== Supplied records ==

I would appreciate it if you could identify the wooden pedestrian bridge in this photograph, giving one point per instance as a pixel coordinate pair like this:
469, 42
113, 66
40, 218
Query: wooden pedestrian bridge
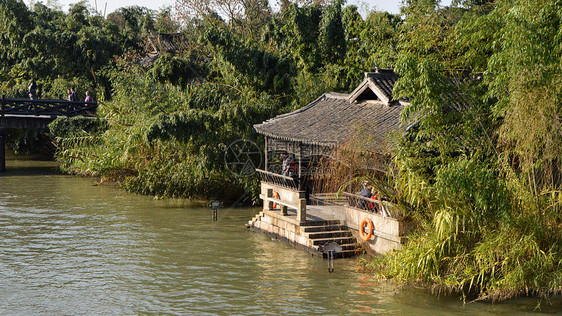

== Description of the task ==
Update the material above so that "wooden pedestrian bridge" becomes "footbridge" everywhere it occurs, keeping everything else the same. Leave out the pictures.

== Correct response ==
I would appreciate it if you could identify the footbridge in this photograph, giving one point per instance as a pixel coordinate pair like this:
469, 42
113, 66
40, 218
Query: footbridge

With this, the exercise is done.